Please transcribe only the lines between the one containing "Target: side mirror" and the end of the records, both ends included, exactly as written; skip every picture.

◆ ◆ ◆ ◆ ◆ ◆ ◆

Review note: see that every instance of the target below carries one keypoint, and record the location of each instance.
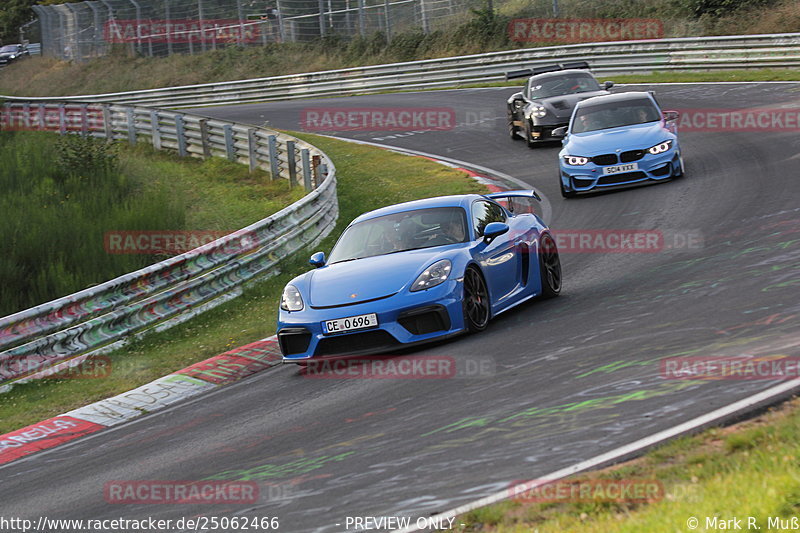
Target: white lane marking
(620, 452)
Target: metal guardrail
(103, 317)
(692, 53)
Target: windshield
(614, 115)
(399, 232)
(558, 85)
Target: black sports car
(10, 52)
(548, 98)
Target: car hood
(638, 136)
(561, 106)
(371, 278)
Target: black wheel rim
(551, 263)
(476, 299)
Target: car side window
(483, 213)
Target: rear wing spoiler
(524, 73)
(522, 193)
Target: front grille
(353, 343)
(632, 155)
(661, 171)
(621, 178)
(582, 182)
(605, 159)
(425, 320)
(294, 340)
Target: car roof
(616, 97)
(560, 73)
(455, 200)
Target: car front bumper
(590, 177)
(404, 319)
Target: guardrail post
(230, 147)
(204, 140)
(180, 132)
(84, 120)
(62, 119)
(292, 162)
(155, 129)
(108, 130)
(131, 125)
(274, 164)
(316, 161)
(252, 146)
(306, 159)
(26, 109)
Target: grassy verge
(746, 470)
(64, 193)
(368, 178)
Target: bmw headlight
(434, 275)
(575, 160)
(291, 299)
(660, 148)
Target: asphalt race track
(547, 385)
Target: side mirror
(494, 230)
(317, 260)
(670, 116)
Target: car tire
(549, 267)
(528, 141)
(564, 192)
(513, 131)
(475, 302)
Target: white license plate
(350, 323)
(616, 169)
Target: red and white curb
(196, 379)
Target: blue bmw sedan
(616, 141)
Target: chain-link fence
(83, 30)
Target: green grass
(367, 178)
(62, 194)
(749, 469)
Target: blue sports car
(618, 140)
(417, 272)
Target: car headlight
(660, 148)
(434, 275)
(291, 299)
(575, 160)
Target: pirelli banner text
(181, 31)
(583, 30)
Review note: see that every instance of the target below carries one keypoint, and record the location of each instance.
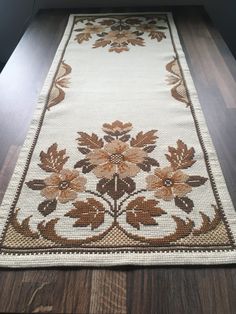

◆ ◆ ◆ ◆ ◆ ◆ ◆

* [Answer to this problem]
Target: side mirror
(494, 230)
(317, 260)
(670, 116)
Target: car tire
(549, 267)
(528, 141)
(564, 192)
(513, 131)
(475, 302)
Target: white license plate
(350, 323)
(616, 169)
Target: red and white curb
(196, 379)
Target: blue bmw sedan
(616, 141)
Target: chain-link fence
(83, 30)
Target: green grass
(367, 178)
(62, 194)
(749, 469)
Target: blue sports car
(618, 140)
(417, 272)
Target: car headlight
(660, 148)
(434, 275)
(291, 299)
(575, 160)
Target: pirelli banner text
(181, 31)
(583, 30)
Review note: see that every instance of the target below carries one keypoint, and record the location of each instance.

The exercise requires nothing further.